▸ Task requirements
Repeat the items below word for word, starting at the line that contains "Could you help me find the face" and ending after the line that contains "column 246, row 135".

--- begin Provided records ---

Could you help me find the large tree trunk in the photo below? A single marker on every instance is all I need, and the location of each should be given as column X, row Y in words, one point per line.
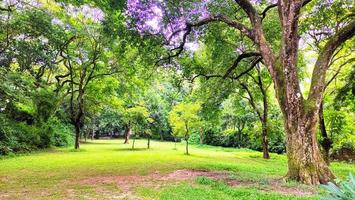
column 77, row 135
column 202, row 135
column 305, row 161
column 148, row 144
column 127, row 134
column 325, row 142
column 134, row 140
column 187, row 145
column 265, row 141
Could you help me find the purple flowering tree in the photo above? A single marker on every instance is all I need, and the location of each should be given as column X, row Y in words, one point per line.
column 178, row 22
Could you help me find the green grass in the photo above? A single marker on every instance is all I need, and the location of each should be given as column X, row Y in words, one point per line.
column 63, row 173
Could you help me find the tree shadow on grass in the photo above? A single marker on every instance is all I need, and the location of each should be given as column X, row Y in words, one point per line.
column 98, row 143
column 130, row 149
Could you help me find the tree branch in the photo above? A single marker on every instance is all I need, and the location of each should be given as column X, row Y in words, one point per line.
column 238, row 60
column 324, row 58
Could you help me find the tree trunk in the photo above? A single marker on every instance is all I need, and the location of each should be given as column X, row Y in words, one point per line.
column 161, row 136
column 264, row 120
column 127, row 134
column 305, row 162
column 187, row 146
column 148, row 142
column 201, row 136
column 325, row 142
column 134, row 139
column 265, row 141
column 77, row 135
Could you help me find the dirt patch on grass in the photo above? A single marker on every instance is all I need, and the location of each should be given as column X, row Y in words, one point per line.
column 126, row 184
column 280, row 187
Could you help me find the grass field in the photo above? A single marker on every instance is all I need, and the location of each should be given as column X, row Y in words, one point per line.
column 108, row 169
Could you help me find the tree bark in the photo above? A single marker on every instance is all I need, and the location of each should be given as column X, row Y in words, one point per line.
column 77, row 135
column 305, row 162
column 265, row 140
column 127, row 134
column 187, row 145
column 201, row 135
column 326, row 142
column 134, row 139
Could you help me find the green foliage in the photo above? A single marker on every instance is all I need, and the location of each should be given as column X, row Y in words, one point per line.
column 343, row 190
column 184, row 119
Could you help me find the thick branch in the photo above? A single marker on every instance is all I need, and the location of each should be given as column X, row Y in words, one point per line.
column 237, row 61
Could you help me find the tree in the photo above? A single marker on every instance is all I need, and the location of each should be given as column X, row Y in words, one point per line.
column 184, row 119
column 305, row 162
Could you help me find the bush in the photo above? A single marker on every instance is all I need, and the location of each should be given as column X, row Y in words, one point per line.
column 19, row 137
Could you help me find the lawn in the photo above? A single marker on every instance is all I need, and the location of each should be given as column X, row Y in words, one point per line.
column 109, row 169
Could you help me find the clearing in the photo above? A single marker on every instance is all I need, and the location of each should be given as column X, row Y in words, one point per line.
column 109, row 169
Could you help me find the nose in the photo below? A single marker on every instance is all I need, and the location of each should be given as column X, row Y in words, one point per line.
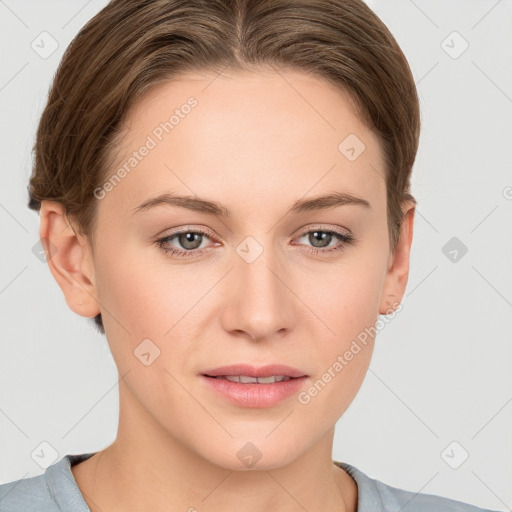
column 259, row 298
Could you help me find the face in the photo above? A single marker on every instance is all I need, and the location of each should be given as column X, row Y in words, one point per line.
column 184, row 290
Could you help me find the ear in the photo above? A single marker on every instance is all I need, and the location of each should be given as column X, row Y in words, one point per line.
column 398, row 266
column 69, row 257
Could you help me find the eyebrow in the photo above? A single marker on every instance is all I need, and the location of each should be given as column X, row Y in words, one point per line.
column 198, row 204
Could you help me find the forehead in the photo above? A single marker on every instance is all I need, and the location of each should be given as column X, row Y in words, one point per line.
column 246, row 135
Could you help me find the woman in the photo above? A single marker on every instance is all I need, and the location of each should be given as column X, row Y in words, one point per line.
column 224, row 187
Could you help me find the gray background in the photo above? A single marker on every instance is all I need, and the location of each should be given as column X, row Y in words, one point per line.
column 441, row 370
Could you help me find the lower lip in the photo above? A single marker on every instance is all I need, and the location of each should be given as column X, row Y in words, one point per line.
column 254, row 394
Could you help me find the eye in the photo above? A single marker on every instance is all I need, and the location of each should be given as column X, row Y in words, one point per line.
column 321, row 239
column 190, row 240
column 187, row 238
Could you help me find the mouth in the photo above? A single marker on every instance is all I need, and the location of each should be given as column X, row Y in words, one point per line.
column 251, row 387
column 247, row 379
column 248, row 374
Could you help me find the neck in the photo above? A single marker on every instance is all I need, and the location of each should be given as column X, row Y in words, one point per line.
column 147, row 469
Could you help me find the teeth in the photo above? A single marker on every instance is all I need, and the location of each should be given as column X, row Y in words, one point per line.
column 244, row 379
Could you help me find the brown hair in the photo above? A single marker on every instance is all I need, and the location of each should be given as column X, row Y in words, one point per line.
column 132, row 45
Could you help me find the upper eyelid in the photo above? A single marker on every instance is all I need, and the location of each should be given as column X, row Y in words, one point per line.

--- end Provided records ---

▸ Expected output
Could you help me find the face in the photo above? A single marker on every instance is all I need, and the location of each should be given as column X, row Y in words, one point per line.
column 184, row 290
Could you help me find the ear in the photo above? A single marker on every instance is all I need, and the location of each should be given as column X, row Y in words, one point per line.
column 398, row 266
column 69, row 257
Could you help me find the eyebrow in the photo above? A single marker on every instance is all I need, and the location of each should be given as column X, row Y in words, one point per line.
column 198, row 204
Could you help me find the forehead in the photo above? A single marker on every instance is all I need, and the location of each should be given as column X, row Y in words, one point per line.
column 246, row 135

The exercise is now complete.